■ **Exercise**
From the entries below, tally how many lines contain "rope" and report only that figure.

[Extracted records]
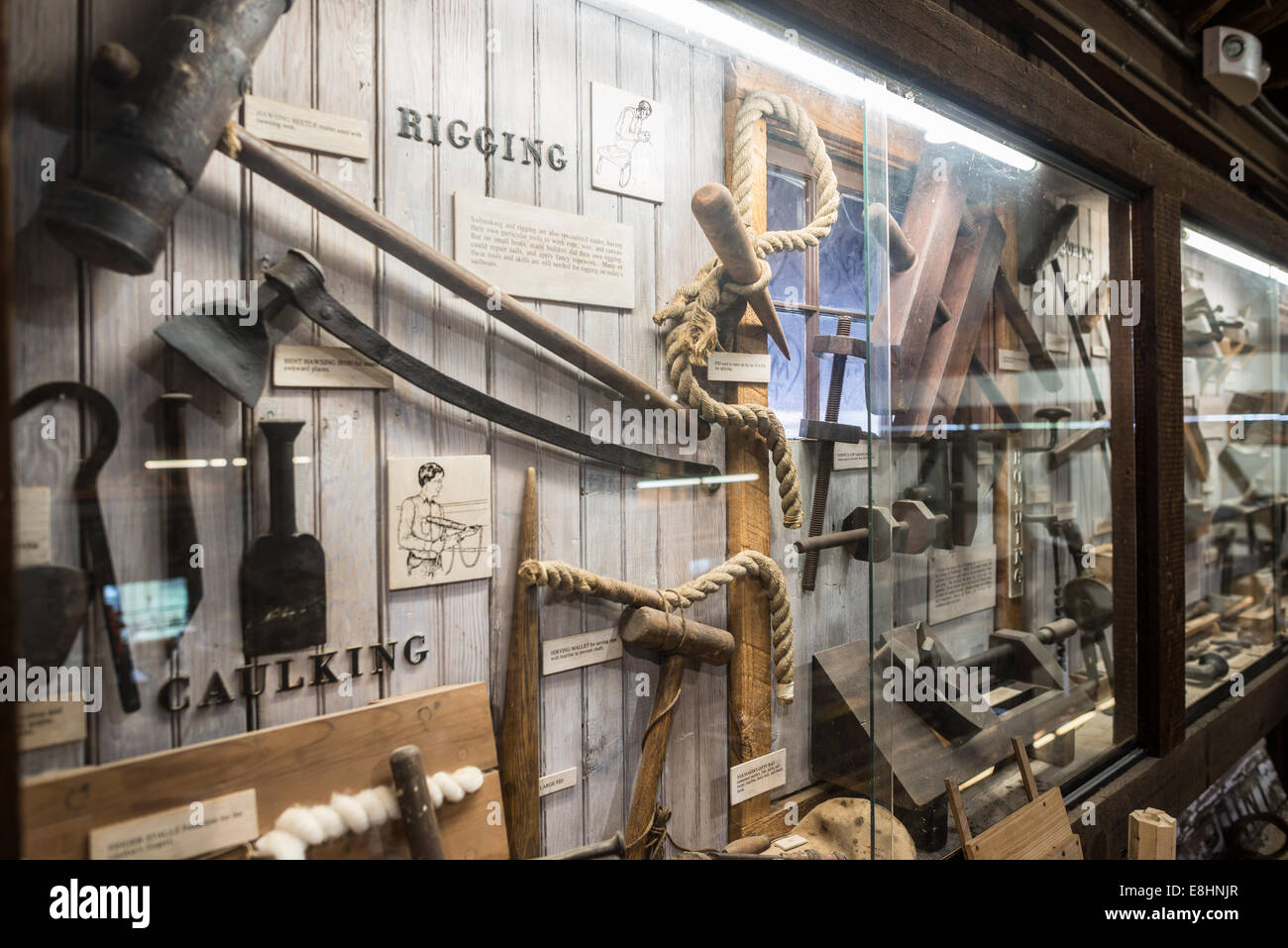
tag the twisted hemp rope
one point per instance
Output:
(570, 579)
(696, 304)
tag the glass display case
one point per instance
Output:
(691, 432)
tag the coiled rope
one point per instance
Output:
(696, 304)
(570, 579)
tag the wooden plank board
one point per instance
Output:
(301, 763)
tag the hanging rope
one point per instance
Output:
(696, 304)
(570, 579)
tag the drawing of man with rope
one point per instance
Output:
(424, 532)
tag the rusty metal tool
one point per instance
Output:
(282, 578)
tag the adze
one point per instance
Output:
(237, 357)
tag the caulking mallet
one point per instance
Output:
(717, 217)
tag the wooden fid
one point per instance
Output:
(415, 802)
(679, 638)
(519, 749)
(717, 217)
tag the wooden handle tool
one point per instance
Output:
(717, 217)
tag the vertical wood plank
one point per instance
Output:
(408, 78)
(46, 338)
(125, 361)
(349, 471)
(286, 71)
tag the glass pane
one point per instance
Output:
(786, 211)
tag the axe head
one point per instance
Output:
(232, 353)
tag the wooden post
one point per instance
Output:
(1159, 475)
(747, 511)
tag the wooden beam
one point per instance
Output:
(747, 514)
(1122, 450)
(1158, 474)
(1199, 13)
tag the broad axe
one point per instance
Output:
(171, 114)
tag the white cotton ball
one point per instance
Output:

■ **Result**
4